Exercise: Rewrite the listing below, substituting "plowed field" for "harvested wheat field" and leaving everything else as it is.

Records shown:
------------------------------

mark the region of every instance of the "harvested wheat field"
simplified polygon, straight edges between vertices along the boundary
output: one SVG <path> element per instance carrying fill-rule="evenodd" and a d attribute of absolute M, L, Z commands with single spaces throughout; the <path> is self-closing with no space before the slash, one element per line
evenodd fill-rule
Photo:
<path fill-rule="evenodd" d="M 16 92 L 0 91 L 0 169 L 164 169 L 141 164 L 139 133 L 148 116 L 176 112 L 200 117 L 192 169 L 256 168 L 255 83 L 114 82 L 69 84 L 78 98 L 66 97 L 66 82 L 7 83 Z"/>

------------------------------

Answer to the exercise:
mark the region of every instance of the "plowed field"
simplified polygon, straight edges between vertices along the boundary
output: one SVG <path> element per instance carrying fill-rule="evenodd" and a d attribute of absolute M, L, Z commands with single spaces throughout; the <path> is self-closing with no space before the slash, one element per line
evenodd fill-rule
Photo:
<path fill-rule="evenodd" d="M 16 92 L 0 91 L 0 169 L 164 169 L 141 164 L 139 133 L 148 116 L 176 112 L 200 117 L 192 169 L 256 168 L 255 83 L 114 82 L 69 84 L 78 98 L 66 97 L 66 82 L 7 83 Z"/>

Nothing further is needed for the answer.